Come mai hai scelto una “spy story”? “L’Ordine di Babele” non può essere limitato ad un singolo genere, è composto utilizzando alcuni dei paradigmi di genere, in particolare quelli della “spy story”. L’ho scelto perché il più adatto ad approfondimenti di tematiche storiche e allo scavo psicologico dei personaggi. Al di fuori di tale paradigma, “L’ordine di Babele” è da considerarsi pura narrativa, al di là dei generi, è un’opera letteraria che parla di relazioni umane.

[Dettagli esercizio] Secondo il testo selezionato, per quale motivo per "L'Ordine di Babele" sono stati scelti i paradigmi della "spy story"? Rispondi in una o due frasi.

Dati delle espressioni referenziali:

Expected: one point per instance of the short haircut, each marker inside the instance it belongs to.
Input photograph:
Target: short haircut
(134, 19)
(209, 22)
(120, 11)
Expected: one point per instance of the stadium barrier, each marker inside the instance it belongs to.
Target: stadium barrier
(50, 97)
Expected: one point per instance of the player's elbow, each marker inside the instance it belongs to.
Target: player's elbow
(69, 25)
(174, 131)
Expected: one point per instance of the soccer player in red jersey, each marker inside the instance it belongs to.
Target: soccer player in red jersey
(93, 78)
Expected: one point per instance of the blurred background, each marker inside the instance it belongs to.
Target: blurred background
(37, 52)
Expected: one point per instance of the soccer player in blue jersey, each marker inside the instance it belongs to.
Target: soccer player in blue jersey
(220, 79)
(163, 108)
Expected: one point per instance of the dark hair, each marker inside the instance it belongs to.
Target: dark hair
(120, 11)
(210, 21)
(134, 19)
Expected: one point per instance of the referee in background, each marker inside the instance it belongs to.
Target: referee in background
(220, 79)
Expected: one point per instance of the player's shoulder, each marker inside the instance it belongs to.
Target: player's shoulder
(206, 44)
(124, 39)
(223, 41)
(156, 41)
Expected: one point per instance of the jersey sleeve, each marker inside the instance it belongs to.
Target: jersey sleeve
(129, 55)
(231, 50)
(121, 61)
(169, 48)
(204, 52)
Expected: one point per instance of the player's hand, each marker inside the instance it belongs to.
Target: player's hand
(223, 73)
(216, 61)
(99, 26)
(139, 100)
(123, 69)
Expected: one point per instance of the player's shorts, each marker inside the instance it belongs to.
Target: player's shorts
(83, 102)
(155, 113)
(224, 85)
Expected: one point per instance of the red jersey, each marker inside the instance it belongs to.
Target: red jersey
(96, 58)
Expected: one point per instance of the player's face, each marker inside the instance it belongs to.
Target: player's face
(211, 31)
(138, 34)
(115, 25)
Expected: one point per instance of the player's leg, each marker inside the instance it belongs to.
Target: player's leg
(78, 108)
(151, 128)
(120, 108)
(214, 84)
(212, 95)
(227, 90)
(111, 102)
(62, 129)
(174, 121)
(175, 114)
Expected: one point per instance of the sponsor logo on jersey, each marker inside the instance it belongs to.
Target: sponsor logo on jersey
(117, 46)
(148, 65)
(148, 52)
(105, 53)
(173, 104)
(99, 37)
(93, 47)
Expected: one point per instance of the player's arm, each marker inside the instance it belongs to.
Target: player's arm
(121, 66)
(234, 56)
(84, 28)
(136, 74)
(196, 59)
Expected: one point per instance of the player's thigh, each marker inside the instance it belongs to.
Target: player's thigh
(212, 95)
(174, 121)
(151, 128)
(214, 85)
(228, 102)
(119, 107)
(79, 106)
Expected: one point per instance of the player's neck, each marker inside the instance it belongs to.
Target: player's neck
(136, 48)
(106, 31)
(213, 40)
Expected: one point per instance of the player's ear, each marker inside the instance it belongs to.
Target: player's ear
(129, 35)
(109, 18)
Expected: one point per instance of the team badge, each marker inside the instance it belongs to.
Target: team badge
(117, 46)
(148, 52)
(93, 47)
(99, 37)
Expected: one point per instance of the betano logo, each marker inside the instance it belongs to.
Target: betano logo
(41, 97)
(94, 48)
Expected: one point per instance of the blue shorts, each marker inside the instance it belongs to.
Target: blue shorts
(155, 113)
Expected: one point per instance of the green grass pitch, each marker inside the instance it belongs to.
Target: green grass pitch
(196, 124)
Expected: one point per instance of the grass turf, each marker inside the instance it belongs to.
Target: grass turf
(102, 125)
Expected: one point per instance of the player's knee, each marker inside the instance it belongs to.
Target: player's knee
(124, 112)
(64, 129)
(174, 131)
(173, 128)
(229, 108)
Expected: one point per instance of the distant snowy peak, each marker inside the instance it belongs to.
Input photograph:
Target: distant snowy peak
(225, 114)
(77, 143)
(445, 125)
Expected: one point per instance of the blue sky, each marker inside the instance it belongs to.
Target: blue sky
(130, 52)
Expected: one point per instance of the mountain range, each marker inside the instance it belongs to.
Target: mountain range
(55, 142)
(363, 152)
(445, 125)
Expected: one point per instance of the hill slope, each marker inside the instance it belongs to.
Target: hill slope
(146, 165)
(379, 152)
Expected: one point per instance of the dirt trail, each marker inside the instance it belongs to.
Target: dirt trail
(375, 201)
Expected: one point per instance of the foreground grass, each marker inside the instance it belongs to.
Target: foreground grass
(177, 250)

[Soluzione] I paradigmi della "spy story" sono stati scelti perché erano i più adatti ad approfondire tematiche storiche e a scavare nella psicologia dei personaggi.